:: TO BE DONE ::
Write out every line of the records below as a numbered list, skipping blank lines. Leave the pictures out.

:: RECORD EXTRACTS ::
==========
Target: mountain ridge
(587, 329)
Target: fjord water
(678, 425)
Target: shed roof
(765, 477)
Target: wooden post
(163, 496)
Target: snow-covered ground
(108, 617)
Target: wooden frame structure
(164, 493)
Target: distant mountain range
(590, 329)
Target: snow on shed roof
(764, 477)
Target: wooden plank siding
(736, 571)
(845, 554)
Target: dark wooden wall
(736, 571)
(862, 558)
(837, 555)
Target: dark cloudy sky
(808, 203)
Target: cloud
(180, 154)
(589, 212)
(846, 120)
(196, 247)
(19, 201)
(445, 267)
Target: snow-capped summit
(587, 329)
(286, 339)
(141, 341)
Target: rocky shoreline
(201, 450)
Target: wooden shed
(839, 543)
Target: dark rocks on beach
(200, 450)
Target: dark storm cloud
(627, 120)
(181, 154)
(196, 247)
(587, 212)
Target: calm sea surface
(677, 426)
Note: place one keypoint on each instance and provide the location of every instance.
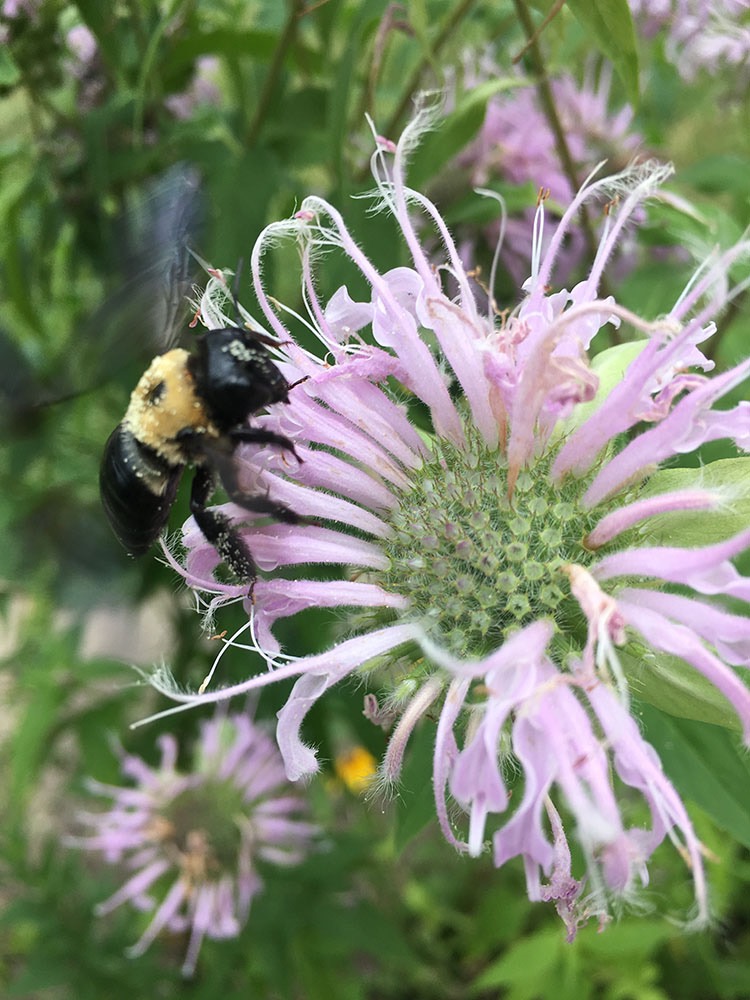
==========
:: FULL SOLUTION ::
1. Target: mountain ridge
2. (587, 329)
3. Target: fjord water
4. (678, 425)
5. Target: shed roof
6. (765, 477)
7. Target: wooden post
8. (163, 496)
9. Target: snow-covered ground
10. (108, 617)
11. Target: wooden frame structure
12. (164, 493)
13. Target: distant mountain range
14. (590, 329)
15. Target: snow on shed roof
16. (764, 477)
17. Target: wooden plank siding
18. (736, 571)
19. (845, 554)
20. Target: dark wooden wall
21. (736, 571)
22. (862, 558)
23. (837, 555)
24. Target: dark cloudy sky
25. (808, 203)
26. Target: cloud
27. (180, 154)
28. (589, 212)
29. (846, 120)
30. (196, 247)
31. (19, 201)
32. (445, 267)
33. Target: snow-capped summit
34. (587, 329)
35. (286, 339)
36. (141, 341)
37. Target: rocky shoreline
38. (201, 450)
39. Target: wooden shed
40. (839, 543)
41. Target: dark rocks on beach
42. (200, 450)
43. Target: dark storm cloud
44. (627, 120)
45. (181, 154)
46. (196, 247)
47. (587, 212)
48. Target: calm sea surface
49. (677, 426)
50. Note: place one keypoint on each instance and provide the location of every instance.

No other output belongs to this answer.